Dataset records
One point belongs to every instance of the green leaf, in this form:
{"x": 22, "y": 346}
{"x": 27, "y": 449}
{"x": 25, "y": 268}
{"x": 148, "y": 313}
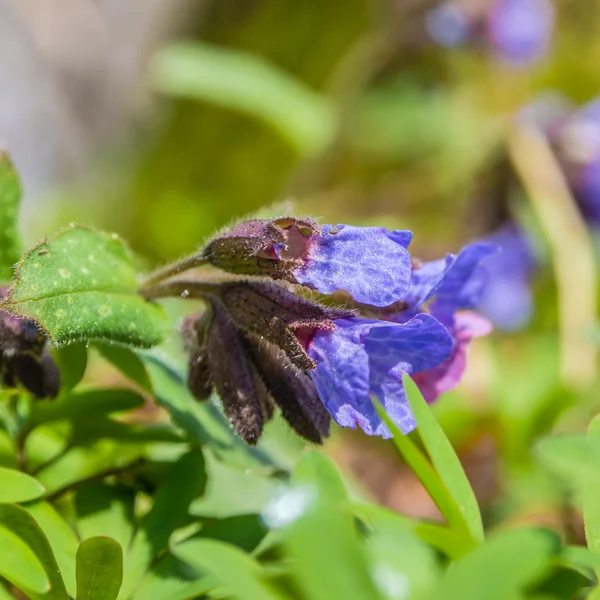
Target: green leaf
{"x": 72, "y": 362}
{"x": 128, "y": 362}
{"x": 444, "y": 539}
{"x": 234, "y": 569}
{"x": 105, "y": 509}
{"x": 10, "y": 198}
{"x": 20, "y": 565}
{"x": 320, "y": 534}
{"x": 201, "y": 421}
{"x": 251, "y": 85}
{"x": 183, "y": 482}
{"x": 445, "y": 462}
{"x": 22, "y": 524}
{"x": 171, "y": 578}
{"x": 99, "y": 569}
{"x": 61, "y": 537}
{"x": 402, "y": 565}
{"x": 78, "y": 404}
{"x": 504, "y": 568}
{"x": 18, "y": 487}
{"x": 82, "y": 285}
{"x": 77, "y": 464}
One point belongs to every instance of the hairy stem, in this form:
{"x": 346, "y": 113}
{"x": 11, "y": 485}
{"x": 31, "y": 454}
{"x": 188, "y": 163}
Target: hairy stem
{"x": 173, "y": 269}
{"x": 571, "y": 247}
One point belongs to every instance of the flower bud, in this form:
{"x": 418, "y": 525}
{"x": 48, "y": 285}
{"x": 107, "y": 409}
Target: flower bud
{"x": 24, "y": 360}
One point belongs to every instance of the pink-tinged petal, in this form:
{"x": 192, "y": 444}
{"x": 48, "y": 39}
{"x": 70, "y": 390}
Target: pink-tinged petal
{"x": 447, "y": 375}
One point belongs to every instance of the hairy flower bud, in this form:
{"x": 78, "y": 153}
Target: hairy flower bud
{"x": 234, "y": 378}
{"x": 270, "y": 311}
{"x": 24, "y": 359}
{"x": 262, "y": 247}
{"x": 293, "y": 392}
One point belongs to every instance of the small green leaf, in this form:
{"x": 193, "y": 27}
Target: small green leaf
{"x": 239, "y": 574}
{"x": 445, "y": 461}
{"x": 503, "y": 568}
{"x": 105, "y": 509}
{"x": 20, "y": 565}
{"x": 61, "y": 537}
{"x": 183, "y": 482}
{"x": 320, "y": 534}
{"x": 22, "y": 524}
{"x": 72, "y": 362}
{"x": 18, "y": 487}
{"x": 10, "y": 198}
{"x": 251, "y": 85}
{"x": 82, "y": 285}
{"x": 128, "y": 362}
{"x": 171, "y": 578}
{"x": 99, "y": 569}
{"x": 77, "y": 404}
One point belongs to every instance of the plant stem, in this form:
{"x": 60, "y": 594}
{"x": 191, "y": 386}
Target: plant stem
{"x": 173, "y": 269}
{"x": 571, "y": 247}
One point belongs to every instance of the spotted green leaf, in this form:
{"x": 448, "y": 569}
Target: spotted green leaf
{"x": 81, "y": 285}
{"x": 19, "y": 564}
{"x": 10, "y": 198}
{"x": 22, "y": 524}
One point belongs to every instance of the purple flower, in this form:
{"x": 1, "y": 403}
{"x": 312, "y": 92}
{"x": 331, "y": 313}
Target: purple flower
{"x": 579, "y": 148}
{"x": 363, "y": 358}
{"x": 520, "y": 30}
{"x": 372, "y": 264}
{"x": 507, "y": 299}
{"x": 448, "y": 286}
{"x": 449, "y": 25}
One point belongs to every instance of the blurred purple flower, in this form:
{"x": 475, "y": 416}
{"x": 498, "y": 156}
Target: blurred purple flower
{"x": 578, "y": 144}
{"x": 372, "y": 264}
{"x": 362, "y": 358}
{"x": 506, "y": 298}
{"x": 520, "y": 30}
{"x": 448, "y": 25}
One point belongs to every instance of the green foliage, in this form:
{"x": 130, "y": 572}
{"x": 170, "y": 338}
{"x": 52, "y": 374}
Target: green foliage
{"x": 99, "y": 569}
{"x": 81, "y": 285}
{"x": 10, "y": 198}
{"x": 248, "y": 84}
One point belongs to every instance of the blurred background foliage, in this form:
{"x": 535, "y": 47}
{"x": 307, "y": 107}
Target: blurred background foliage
{"x": 164, "y": 124}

▶ [DIRECTIONS]
Leaving out the pictures, repeat the data above exactly.

▶ [EXERCISE ANSWER]
One point belongs to every instance of the green leaf, in this form:
{"x": 22, "y": 346}
{"x": 27, "y": 449}
{"x": 25, "y": 268}
{"x": 148, "y": 313}
Target: green leaf
{"x": 72, "y": 362}
{"x": 128, "y": 362}
{"x": 444, "y": 539}
{"x": 234, "y": 569}
{"x": 105, "y": 509}
{"x": 10, "y": 198}
{"x": 20, "y": 565}
{"x": 320, "y": 534}
{"x": 201, "y": 421}
{"x": 251, "y": 85}
{"x": 183, "y": 482}
{"x": 445, "y": 462}
{"x": 22, "y": 524}
{"x": 171, "y": 578}
{"x": 99, "y": 569}
{"x": 61, "y": 537}
{"x": 402, "y": 565}
{"x": 78, "y": 404}
{"x": 504, "y": 568}
{"x": 18, "y": 487}
{"x": 82, "y": 285}
{"x": 77, "y": 464}
One point belongs to every instance of the hairy stem, in this form:
{"x": 346, "y": 113}
{"x": 11, "y": 485}
{"x": 31, "y": 454}
{"x": 188, "y": 163}
Target: hairy stem
{"x": 173, "y": 269}
{"x": 571, "y": 247}
One point belongs to every instance of the flower bud, in this form:
{"x": 418, "y": 525}
{"x": 48, "y": 285}
{"x": 107, "y": 409}
Target: flower bud
{"x": 24, "y": 360}
One point belongs to every instance of the pink-tinged petal, in this form:
{"x": 192, "y": 444}
{"x": 48, "y": 39}
{"x": 70, "y": 390}
Target: pink-tinged petal
{"x": 447, "y": 375}
One point belongs to every instance of the hairy flower bud, in this form:
{"x": 78, "y": 153}
Target: hairy flower bud
{"x": 234, "y": 378}
{"x": 270, "y": 311}
{"x": 24, "y": 359}
{"x": 262, "y": 247}
{"x": 293, "y": 392}
One point belongs to every instance of the small green leaf, in this form:
{"x": 193, "y": 27}
Target: small green leaf
{"x": 239, "y": 574}
{"x": 445, "y": 461}
{"x": 503, "y": 568}
{"x": 105, "y": 509}
{"x": 20, "y": 565}
{"x": 61, "y": 537}
{"x": 183, "y": 482}
{"x": 320, "y": 534}
{"x": 22, "y": 524}
{"x": 72, "y": 362}
{"x": 18, "y": 487}
{"x": 10, "y": 198}
{"x": 251, "y": 85}
{"x": 82, "y": 285}
{"x": 128, "y": 362}
{"x": 171, "y": 578}
{"x": 99, "y": 569}
{"x": 77, "y": 404}
One point belongs to every instance of the plant stem, in this form:
{"x": 60, "y": 594}
{"x": 191, "y": 386}
Target: plant stem
{"x": 173, "y": 269}
{"x": 571, "y": 247}
One point belongs to every instance of the spotted green leaf, in this form:
{"x": 448, "y": 569}
Target: spotted green leaf
{"x": 81, "y": 285}
{"x": 19, "y": 564}
{"x": 10, "y": 198}
{"x": 22, "y": 524}
One point belongs to every instance of the purple flower, in this form:
{"x": 1, "y": 403}
{"x": 312, "y": 92}
{"x": 331, "y": 313}
Target: purple flower
{"x": 579, "y": 148}
{"x": 363, "y": 358}
{"x": 520, "y": 30}
{"x": 372, "y": 264}
{"x": 507, "y": 299}
{"x": 448, "y": 286}
{"x": 449, "y": 25}
One point belongs to every instance of the blurred purple flower, in this form:
{"x": 475, "y": 416}
{"x": 498, "y": 156}
Target: blurred purple flower
{"x": 578, "y": 144}
{"x": 372, "y": 264}
{"x": 362, "y": 358}
{"x": 506, "y": 298}
{"x": 520, "y": 30}
{"x": 448, "y": 25}
One point belongs to every instance of the green foliage, in this form:
{"x": 130, "y": 572}
{"x": 170, "y": 338}
{"x": 52, "y": 374}
Target: green foliage
{"x": 99, "y": 569}
{"x": 81, "y": 285}
{"x": 10, "y": 198}
{"x": 248, "y": 84}
One point belongs to every instance of the blurred background foliage, in this form:
{"x": 535, "y": 47}
{"x": 307, "y": 107}
Target: blurred background foliage
{"x": 164, "y": 124}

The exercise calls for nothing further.